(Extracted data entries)
--
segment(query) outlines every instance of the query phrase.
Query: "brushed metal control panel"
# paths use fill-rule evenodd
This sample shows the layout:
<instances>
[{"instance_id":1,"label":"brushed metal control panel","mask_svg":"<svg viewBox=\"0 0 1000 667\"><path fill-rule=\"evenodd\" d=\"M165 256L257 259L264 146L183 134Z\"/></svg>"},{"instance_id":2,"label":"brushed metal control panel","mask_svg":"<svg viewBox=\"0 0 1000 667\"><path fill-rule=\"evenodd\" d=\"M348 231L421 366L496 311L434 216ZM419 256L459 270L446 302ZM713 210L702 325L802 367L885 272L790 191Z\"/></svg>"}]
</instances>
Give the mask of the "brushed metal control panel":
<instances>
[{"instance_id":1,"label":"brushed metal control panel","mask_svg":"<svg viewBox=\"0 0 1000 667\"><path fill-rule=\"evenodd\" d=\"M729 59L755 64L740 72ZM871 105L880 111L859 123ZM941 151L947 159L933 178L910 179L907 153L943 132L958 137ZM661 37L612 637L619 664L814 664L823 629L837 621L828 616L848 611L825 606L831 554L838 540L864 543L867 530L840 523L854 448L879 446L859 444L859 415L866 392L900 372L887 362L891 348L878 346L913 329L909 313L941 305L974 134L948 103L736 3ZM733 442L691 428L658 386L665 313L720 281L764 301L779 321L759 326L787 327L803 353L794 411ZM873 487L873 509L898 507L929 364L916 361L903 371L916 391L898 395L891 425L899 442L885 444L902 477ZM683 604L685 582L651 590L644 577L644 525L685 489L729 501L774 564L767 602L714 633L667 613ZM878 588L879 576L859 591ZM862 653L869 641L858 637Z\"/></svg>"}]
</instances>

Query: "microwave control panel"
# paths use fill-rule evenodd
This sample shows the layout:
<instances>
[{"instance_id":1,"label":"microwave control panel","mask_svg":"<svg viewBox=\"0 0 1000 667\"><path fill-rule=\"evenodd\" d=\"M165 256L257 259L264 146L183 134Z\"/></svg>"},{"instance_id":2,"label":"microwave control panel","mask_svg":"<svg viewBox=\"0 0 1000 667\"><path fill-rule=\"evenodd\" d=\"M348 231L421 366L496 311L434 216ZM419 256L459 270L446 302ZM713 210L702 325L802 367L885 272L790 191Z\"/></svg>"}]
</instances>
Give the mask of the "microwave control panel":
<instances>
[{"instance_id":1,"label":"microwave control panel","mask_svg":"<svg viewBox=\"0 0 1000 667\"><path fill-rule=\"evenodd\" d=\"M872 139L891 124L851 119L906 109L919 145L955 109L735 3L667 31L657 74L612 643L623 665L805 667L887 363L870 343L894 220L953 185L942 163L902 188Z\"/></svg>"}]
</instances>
--
Short exercise: How many lines of the data above contain the string "Give"? Reply with the number alone.

Finished exercise: 2